== EXERCISE DIRECTIONS ==
The answer must consist of each line of the records below that contains the string "white".

Saved entries:
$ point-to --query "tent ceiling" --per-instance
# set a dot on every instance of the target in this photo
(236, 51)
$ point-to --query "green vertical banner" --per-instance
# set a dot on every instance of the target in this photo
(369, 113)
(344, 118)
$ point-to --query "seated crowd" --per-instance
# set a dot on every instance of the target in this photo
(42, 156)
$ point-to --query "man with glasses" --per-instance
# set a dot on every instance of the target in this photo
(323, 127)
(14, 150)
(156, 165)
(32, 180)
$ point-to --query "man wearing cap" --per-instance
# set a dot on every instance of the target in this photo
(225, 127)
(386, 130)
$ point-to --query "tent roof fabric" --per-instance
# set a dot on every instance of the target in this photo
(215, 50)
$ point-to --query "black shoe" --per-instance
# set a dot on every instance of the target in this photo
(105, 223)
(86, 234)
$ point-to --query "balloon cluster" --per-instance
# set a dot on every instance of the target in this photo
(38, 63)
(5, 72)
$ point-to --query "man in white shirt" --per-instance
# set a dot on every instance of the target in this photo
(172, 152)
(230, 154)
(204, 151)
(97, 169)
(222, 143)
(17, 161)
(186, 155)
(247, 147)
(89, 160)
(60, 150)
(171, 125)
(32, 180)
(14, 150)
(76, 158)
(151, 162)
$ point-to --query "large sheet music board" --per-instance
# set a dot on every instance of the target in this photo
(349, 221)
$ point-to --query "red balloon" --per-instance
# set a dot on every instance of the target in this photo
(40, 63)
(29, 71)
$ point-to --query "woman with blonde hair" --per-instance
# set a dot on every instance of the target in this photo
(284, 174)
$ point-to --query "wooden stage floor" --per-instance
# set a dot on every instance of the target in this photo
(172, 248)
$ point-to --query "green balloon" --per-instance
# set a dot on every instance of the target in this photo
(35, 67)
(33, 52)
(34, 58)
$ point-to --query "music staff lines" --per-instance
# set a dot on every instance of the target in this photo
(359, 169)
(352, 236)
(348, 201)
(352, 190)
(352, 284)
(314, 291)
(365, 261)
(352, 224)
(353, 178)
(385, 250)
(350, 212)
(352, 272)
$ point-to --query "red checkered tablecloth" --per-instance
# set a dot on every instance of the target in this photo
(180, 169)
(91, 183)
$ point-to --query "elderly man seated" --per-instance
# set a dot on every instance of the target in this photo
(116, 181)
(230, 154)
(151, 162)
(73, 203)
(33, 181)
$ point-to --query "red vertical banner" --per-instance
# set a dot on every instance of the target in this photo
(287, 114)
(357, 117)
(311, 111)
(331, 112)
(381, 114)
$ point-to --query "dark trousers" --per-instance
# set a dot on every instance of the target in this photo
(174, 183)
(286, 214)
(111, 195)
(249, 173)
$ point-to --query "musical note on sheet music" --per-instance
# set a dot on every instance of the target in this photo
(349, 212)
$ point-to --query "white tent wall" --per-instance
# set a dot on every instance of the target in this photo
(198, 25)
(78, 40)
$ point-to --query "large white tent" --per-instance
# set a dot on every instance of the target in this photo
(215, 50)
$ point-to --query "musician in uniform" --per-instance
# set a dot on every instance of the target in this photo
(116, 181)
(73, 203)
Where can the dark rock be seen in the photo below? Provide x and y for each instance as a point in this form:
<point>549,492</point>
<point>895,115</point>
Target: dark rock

== RESPONSE AREA ==
$ point-to --query "man in white shirt" --per-instance
$ point-to --query "white tent wall" --per-instance
$ point-to --query "large white tent" --per-instance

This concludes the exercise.